*What this task involves:* In the book review below, what rating does the reviewer give after the 7/29 edit?

++++ Text excerpt ++++

This book started slow, but ramped up to a 4-star book at the end, and I'm still high on that ending so...4 stars it is. (edit (7/29): It's been a month and the slow start sticks out more in my memory, so I'm bumping it back down to 3.5. Still a very solid ending though!)

Some quick thoughts:

  • You really need to read the Grisha trilogy and the Six of Crows books before this. The Grisha trilogy is about the Ravkan civil war, and this book deals directly with the aftermath of the war for all involved, and it also directly spoils Six of Crows, so yeah.
  • Nina's plotline (dealing with her undercover mission to rescue Grisha in Fjerda) is consistently good and Nina is too.
  • Nikolai and Zoya's plotline (dealing with postwar rebuilding/politics) starts out real slow, but gets dramatically more interesting in the second half.
  • Also I ship them.
  • But I was a little disappointed by Nikolai in this book - he doesn't wear angst well. I get the point was to show he has depth beyond his usual breezy confidence, but eh, I like his breezy confident self best. Thankfully Zoya was INCREDIBLE and carried super hard.

++++ Listed records ++++

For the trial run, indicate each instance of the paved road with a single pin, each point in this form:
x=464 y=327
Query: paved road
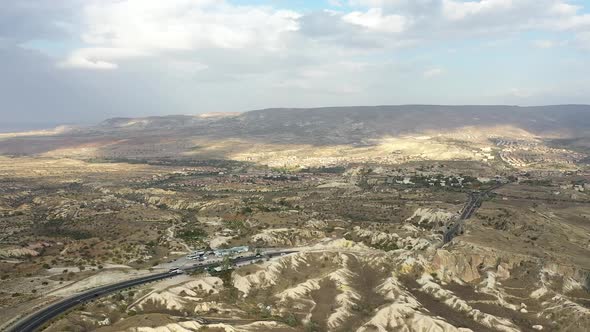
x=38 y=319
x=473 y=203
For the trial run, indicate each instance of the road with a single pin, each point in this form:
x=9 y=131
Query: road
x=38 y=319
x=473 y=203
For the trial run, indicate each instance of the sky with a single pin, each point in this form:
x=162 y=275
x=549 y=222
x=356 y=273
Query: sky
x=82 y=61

++++
++++ Listed records ++++

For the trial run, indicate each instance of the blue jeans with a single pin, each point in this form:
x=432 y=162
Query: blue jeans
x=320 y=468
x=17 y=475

++++

*Task answer:* 3.5 stars